This sort of situation is addressed by the late-triggering approach associated
with watermarks
(https://www.oreilly.com/ideas/the-world-beyond-batch-streaming-102), given
this I wondered if you were considering adding anything similar?{quote}
It seems like, if a record has arrived past the grace period for its window,
then the state of the windowed aggregation would already have been lost, so if
we were to compute an aggregation result, it would be incorrect. Plus, since
the window is already expired, we can't store the new (incorrect, but more
importantly expired) aggregation result either, so any subsequent super-late
records would also face the same blank-slate. I think this would wind up
looking like this: if you have three timely records for a window, and then
three more that arrive after the grace period, and you were doing a count
aggregation, you'd see the counts emitted for the window as [1, 2, 3, 1, 1, 1].
I guess we could add a flag to the post-expiration results to indicate that
they're broken, but this seems like the wrong approach. The post-expiration
aggregation _results_ are meaningless, but I could see wanting to send the
past-expiration _input records_ to a dead-letter queue or something instead of
dropping them.
Along this line of thinking, I wonder if we should add an optional
past-expiration record handler interface to the suppression operator. Then, you
could define your own logic, whether it's a dead-letter queue, sending it to
some alerting pipeline, or even just crashing the application before it can do
something wrong. This would be a similar pattern to how we allow custom logic
to handle deserialization errors by supplying a
org.apache.kafka.streams.errors.DeserializationExceptionHandler.

::::

• **TO DO**:
• 1. In the discussion of late records, why would computing an aggregation result for a record that arrives after its window's grace period give an incorrect result? Answer in one to three sentences.
• 2. Answer each question from the discussion of late records:
(a) For a count aggregation with three timely records and three records arriving after the grace period, what counts would be emitted for the window?
(b) To which operator does the writer suggest adding an optional past-expiration record handler interface?
(c) Which class is named as the existing way to supply custom logic for deserialization errors?
• 3. From the discussion of late records, write out the text from "I guess we could" to "org.apache.kafka.streams.errors.DeserializationExceptionHandler." with no changes.

::::

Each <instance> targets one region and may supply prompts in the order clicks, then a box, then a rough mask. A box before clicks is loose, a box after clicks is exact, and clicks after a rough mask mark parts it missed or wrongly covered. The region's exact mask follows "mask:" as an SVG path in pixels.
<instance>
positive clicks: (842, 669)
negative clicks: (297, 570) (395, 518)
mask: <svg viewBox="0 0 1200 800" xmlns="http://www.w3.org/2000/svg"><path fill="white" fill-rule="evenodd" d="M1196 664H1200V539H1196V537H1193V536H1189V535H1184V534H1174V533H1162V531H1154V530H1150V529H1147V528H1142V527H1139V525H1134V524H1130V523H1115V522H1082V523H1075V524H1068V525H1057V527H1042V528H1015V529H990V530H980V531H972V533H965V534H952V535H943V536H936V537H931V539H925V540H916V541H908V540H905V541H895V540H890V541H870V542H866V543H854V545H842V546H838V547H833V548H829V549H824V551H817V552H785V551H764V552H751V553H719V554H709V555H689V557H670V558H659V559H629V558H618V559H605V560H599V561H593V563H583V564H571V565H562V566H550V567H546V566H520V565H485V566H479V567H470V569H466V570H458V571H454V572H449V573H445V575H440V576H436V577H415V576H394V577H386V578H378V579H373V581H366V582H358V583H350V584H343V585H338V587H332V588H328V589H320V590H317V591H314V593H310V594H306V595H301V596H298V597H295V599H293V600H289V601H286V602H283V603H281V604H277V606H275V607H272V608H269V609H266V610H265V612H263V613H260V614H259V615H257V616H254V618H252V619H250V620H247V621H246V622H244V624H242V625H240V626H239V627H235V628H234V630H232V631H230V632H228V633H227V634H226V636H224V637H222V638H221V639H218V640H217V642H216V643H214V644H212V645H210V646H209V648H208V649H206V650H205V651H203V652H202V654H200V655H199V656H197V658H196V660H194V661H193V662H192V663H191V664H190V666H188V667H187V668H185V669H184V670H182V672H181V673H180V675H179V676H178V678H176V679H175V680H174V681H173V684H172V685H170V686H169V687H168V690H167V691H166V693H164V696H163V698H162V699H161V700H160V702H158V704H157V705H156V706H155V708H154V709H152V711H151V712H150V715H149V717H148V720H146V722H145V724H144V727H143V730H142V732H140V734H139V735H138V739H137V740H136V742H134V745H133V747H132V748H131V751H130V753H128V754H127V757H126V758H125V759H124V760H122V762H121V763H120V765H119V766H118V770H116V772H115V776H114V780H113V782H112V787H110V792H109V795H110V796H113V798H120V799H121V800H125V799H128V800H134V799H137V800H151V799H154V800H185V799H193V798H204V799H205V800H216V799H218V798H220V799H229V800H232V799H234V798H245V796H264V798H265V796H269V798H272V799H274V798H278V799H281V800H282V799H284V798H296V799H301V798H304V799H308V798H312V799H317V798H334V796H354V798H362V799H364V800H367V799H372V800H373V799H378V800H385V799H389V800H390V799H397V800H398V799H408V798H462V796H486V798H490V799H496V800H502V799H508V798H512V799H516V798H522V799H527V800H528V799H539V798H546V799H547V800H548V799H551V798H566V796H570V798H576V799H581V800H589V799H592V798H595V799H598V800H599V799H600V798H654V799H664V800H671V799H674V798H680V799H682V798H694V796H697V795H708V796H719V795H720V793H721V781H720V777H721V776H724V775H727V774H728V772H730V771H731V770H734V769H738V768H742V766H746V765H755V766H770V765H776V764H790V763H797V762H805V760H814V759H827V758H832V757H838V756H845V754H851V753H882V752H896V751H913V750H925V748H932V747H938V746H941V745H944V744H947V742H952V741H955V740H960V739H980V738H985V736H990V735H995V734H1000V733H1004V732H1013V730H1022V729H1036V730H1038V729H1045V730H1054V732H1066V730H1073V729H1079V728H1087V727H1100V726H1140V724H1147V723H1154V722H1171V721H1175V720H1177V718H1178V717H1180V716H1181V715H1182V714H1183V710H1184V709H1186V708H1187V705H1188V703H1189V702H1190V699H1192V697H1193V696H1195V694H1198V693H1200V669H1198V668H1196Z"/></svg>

::::

• **SOLUTION SET**:
• 1. By the time such a record arrives, the state of the windowed aggregation has already been lost, so any result computed from it would be incorrect. Because the window has expired, the new result can't be stored either, so later super-late records would also start from a blank slate.

• 2.
(a) [1, 2, 3, 1, 1, 1]
(b) The suppression operator
(c) org.apache.kafka.streams.errors.DeserializationExceptionHandler

• 3.
I guess we could add a flag to the post-expiration results to indicate that
they're broken, but this seems like the wrong approach. The post-expiration
aggregation _results_ are meaningless, but I could see wanting to send the
past-expiration _input records_ to a dead-letter queue or something instead of
dropping them.
Along this line of thinking, I wonder if we should add an optional
past-expiration record handler interface to the suppression operator. Then, you
could define your own logic, whether it's a dead-letter queue, sending it to
some alerting pipeline, or even just crashing the application before it can do
something wrong. This would be a similar pattern to how we allow custom logic
to handle deserialization errors by supplying a
org.apache.kafka.streams.errors.DeserializationExceptionHandler.